[Opening DATA FOR PROCESSING section]
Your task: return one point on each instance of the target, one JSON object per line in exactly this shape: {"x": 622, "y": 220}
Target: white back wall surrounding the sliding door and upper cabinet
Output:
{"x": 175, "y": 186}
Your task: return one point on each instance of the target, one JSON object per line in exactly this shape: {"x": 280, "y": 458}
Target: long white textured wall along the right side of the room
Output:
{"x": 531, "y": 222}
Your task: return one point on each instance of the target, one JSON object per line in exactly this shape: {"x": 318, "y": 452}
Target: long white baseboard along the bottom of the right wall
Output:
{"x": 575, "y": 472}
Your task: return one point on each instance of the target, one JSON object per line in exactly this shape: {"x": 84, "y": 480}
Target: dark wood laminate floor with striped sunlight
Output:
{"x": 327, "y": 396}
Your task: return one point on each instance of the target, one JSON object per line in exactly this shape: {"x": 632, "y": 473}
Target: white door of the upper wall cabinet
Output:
[Closing DATA FOR PROCESSING section]
• [EXERCISE PROMPT]
Using the records above, pull out each line where the word "this" occurs.

• [SOLVED EXERCISE]
Your task: return one point on each instance of the target, one JSON object per line in exactly this shape: {"x": 622, "y": 220}
Your task: return one point on each instance of the target, one JSON object per line in exactly this shape: {"x": 280, "y": 458}
Your task: return one point on each instance of the target, one JSON object per line in exactly this shape: {"x": 318, "y": 452}
Your task: return one point on each instance of the target, one JSON object per line in exactly this shape: {"x": 84, "y": 480}
Your task: return one point on each instance of the target, one JSON object per line in exactly this shape: {"x": 632, "y": 473}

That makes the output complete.